Право на картинку
Право на картинку
Мое отношение к Путину определено не моим личным отношением. Что обо мне думает Путин, меня абсолютно не волнует. Я считал, что Путин продолжит курс реформ Ельцина. И наше принципиальное расхождение с Путиным состоит в том, что Путин говорит о наших с ним личных взаимоотношениях, а я говорю о тех идеях, которые мы с ним вместе обсуждали и которые он собирался проводить в жизнь. Это две разные плоскости: мои личные отношения с Путиным и то, что Путин делает по существу. Это ни в коем случае нельзя было смешивать.
У меня был очень любопытный разговор с Путиным весной 2000 года. Тогда я ему сказал, что теперь, когда многие цели, которые мы перед собой ставили, достигнуты, очень важно решить последний, но, с моей точки зрения, не менее важный вопрос, чтобы сделать процесс демократического преобразования России необратимым. Нам нужно позаботиться о существовании в России оппозиции. Я еще сказал, что, конечно, принципиальный вопрос, какая оппозиция – правая или левая, но значительно важнее – есть она вообще или нет.
Я по наивности считал, что Путин, обладая властью, согласится не громить оппозицию. К сожалению, он вообще панически боится оппонирования, поэтому, как следствие, боится оппозиции. Разгром оппозиции – это еще один печальный итог правления президента Путина. Власть президента Путина утрачивает свою легитимность. И по существу, в стране осуществляется ползучий государственный переворот. И в действиях, и в тенденциях Кремля налицо как явное нарушение Конституции России, так и продолжающиеся попытки демонтировать основы демократических механизмов действующей Конституции.
Путин убежден, что Россия может быть сильной, только будучи унитарным, жестко централизованным государством. А я убежден, что Россия развалится, если Путин станет дальше выстраивать эту вертикаль власти. А я убежден, что государство станет эффективным, только если власть снова будет возвращена в регионы. Здесь мы с президентом категорически расходимся в позициях. Это главная причина нашего расхождения. Хотя, может быть, ему и горько, что человек, который его поддерживал, публично от него отвернулся и не перестает говорить о причинах, почему не согласен с политикой президента. Мы с ним просто работаем в совершенно разных системах аксиом, в совершенно разных предположениях. Он считает, что Россия не может управляться иначе как авторитарным способом, а я глубоко убежден, что Россия реально может развиваться как либеральная страна (т. е. самоорганизовываться), где есть приоритет личности над государством, а не приоритет государства над личностью.
Сейчас заметно, что появляется все больше людей, которые испытывают неприязнь к Путину. Хочу сказать, что чувства неприязни, тем более ненависти Путин у меня не вызывает. Вообще никаких эмоций Путин у меня давно не вызывает, да, пожалуй, не вызывал никогда. Путин никогда не интересовал меня как человек. Я не с Путиным воюю, а отстаиваю свои убеждения. Я получаю удовольствие от борьбы, от того, что не изменяю себе. Что меня гнетет, так это серость власти. Серая власть России противопоказана. Для нее тусклость, болото, застой – смерть наверняка. В другом же случае есть шанс выжить. Путин насаждает в стране горизонталь серости, выравнивая всех под себя.

_Набор данных:_
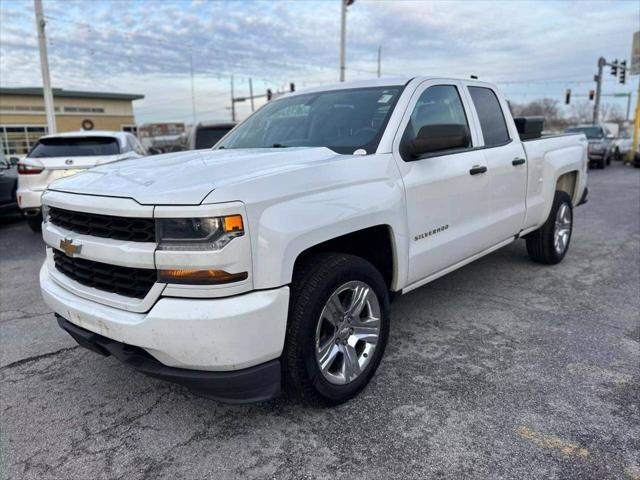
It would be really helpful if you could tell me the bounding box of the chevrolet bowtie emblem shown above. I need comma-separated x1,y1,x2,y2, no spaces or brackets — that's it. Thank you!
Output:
60,238,82,257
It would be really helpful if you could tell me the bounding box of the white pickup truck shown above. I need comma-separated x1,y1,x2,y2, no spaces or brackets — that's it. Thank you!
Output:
40,77,587,404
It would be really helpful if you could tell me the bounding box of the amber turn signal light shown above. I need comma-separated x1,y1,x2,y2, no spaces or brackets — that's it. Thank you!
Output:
222,215,244,233
158,269,249,285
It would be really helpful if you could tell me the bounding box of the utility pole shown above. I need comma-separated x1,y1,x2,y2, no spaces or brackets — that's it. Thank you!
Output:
189,50,196,126
249,78,255,112
592,57,607,125
34,0,57,134
340,0,347,82
231,74,236,122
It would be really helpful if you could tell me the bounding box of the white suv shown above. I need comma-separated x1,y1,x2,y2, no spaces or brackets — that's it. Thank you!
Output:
17,131,146,231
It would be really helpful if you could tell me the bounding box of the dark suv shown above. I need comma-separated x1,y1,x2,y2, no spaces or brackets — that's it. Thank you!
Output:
565,125,613,168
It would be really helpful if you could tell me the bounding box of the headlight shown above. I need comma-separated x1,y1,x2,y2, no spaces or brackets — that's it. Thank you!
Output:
156,215,244,250
42,204,49,222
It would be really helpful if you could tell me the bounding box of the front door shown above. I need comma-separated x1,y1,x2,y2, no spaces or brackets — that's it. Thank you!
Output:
394,81,491,284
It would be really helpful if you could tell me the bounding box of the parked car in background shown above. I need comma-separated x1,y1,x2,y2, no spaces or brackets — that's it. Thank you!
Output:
565,125,613,168
0,152,18,213
17,130,146,231
40,77,587,404
186,122,236,150
612,130,633,161
8,154,26,166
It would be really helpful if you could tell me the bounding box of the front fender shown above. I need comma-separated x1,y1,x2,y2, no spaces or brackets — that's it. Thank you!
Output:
208,154,408,289
252,182,407,290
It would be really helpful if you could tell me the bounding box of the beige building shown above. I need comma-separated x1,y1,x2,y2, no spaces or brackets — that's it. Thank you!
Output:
0,88,144,156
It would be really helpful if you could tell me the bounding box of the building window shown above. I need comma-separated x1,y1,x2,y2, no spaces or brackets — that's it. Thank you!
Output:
0,125,47,156
120,125,138,137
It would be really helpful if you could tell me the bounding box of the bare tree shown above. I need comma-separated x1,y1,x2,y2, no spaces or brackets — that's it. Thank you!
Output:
510,98,568,131
571,100,593,123
602,103,627,124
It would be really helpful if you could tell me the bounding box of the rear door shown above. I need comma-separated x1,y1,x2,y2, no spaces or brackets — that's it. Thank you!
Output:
467,82,528,243
0,156,16,205
393,80,491,284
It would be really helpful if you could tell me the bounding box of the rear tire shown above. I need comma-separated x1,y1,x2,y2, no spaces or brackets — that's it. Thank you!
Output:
26,213,42,232
526,191,573,265
282,253,389,406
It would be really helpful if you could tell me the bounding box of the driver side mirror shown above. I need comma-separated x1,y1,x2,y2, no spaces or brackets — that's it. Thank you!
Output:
407,124,471,160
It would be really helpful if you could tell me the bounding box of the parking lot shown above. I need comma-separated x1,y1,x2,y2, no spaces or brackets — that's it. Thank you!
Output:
0,162,640,479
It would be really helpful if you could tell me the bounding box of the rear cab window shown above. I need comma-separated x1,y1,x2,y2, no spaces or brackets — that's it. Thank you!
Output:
468,86,511,147
29,136,120,158
400,85,472,161
195,127,231,150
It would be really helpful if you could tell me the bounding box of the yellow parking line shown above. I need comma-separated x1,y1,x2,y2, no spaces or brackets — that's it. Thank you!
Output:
624,465,640,480
516,425,589,458
567,363,632,387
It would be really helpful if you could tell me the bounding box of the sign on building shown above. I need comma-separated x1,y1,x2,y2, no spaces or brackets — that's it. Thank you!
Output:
629,32,640,75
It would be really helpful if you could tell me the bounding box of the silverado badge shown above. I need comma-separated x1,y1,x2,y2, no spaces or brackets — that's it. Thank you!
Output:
60,238,82,257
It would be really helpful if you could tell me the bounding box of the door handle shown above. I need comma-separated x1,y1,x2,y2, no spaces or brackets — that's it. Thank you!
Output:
469,165,487,175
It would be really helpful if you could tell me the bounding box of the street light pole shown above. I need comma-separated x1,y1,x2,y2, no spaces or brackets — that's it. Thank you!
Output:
231,74,236,122
340,0,348,82
189,50,196,126
34,0,57,134
249,78,255,112
592,57,607,125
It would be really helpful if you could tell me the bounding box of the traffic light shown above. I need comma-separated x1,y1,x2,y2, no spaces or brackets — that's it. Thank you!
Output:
619,60,627,85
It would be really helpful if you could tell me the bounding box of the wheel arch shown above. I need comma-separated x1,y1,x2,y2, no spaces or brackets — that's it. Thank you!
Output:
293,225,398,291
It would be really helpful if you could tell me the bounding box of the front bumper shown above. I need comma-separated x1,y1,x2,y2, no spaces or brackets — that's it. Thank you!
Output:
16,188,44,211
56,314,281,403
40,264,289,394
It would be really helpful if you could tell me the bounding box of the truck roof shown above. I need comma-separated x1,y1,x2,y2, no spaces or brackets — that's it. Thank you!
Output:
276,75,497,100
40,130,127,141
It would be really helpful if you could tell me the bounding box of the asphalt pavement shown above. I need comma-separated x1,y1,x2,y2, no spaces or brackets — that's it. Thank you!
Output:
0,162,640,480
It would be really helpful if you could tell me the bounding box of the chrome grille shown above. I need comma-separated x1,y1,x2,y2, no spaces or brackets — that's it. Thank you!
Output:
49,207,156,242
53,249,157,298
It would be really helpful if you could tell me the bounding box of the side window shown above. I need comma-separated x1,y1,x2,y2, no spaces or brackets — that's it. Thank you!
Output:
400,85,471,161
469,87,510,147
131,136,147,156
120,135,132,153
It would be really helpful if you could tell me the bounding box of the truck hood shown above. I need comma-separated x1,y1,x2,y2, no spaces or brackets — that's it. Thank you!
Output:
49,147,343,205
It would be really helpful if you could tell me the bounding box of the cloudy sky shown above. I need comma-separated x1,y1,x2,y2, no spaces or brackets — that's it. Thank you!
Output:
0,0,640,123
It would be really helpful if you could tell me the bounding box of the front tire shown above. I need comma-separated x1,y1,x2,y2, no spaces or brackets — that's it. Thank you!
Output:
283,253,389,405
527,191,573,265
26,213,42,232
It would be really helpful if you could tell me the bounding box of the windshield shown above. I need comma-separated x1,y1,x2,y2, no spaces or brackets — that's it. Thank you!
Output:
196,127,232,150
29,137,120,158
565,127,604,140
218,86,403,154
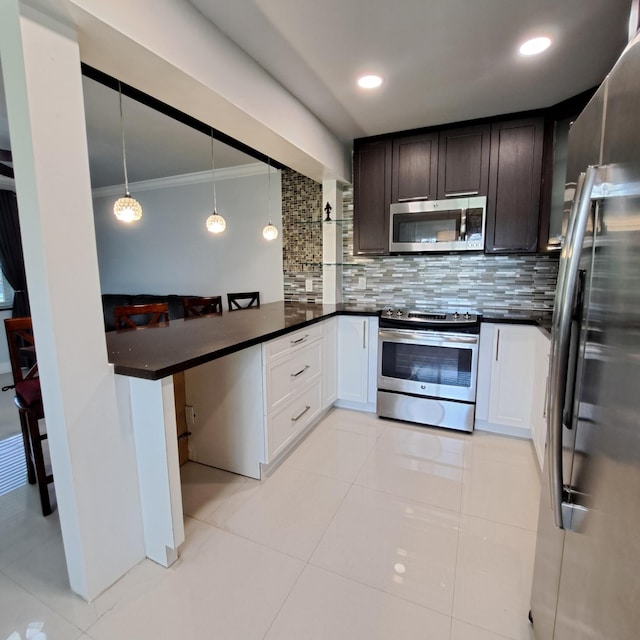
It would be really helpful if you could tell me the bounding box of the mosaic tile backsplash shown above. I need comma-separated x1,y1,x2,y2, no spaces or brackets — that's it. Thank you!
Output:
342,188,558,312
282,169,322,302
282,175,558,312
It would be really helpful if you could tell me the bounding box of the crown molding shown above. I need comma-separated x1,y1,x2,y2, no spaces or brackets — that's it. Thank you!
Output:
92,162,278,198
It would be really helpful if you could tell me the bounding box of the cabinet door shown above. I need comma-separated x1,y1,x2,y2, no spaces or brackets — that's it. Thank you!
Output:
338,316,369,404
353,140,391,256
489,324,538,436
531,331,550,470
438,124,491,199
322,318,338,409
391,132,438,202
485,118,544,253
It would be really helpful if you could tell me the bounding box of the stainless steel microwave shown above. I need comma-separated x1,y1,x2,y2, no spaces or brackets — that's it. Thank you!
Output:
389,196,487,253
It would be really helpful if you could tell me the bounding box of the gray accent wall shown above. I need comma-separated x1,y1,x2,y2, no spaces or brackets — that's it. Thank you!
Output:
93,171,283,302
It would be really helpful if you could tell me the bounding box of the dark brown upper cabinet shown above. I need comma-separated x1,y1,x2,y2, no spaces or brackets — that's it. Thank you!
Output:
437,124,491,200
391,131,438,202
485,118,544,253
353,139,392,256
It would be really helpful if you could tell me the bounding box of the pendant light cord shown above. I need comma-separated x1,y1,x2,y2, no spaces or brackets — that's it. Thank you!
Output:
267,158,271,225
211,129,218,213
118,81,129,196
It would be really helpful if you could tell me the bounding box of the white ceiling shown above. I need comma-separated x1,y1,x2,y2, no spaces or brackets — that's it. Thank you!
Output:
189,0,631,140
0,0,631,187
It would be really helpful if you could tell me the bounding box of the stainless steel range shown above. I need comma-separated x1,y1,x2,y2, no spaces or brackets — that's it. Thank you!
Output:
377,309,480,431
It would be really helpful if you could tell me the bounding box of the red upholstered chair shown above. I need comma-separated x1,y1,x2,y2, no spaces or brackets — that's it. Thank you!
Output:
4,318,53,516
182,296,222,318
113,302,169,330
227,291,260,311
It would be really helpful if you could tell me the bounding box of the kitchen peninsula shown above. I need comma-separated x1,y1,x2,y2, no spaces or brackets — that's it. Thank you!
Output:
106,302,378,380
106,302,548,566
106,302,377,566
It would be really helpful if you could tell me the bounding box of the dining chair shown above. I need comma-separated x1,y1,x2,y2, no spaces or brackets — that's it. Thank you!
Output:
4,317,53,516
227,291,260,311
113,302,169,330
182,296,222,318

_Условие задания:_ Когда, согласно исходному тексту, состоялся разговор с Путиным о необходимости оппозиции в России? Данные никак не связаны с исходным текстом.

_Ответ к заданию:_ Весной 2000 года.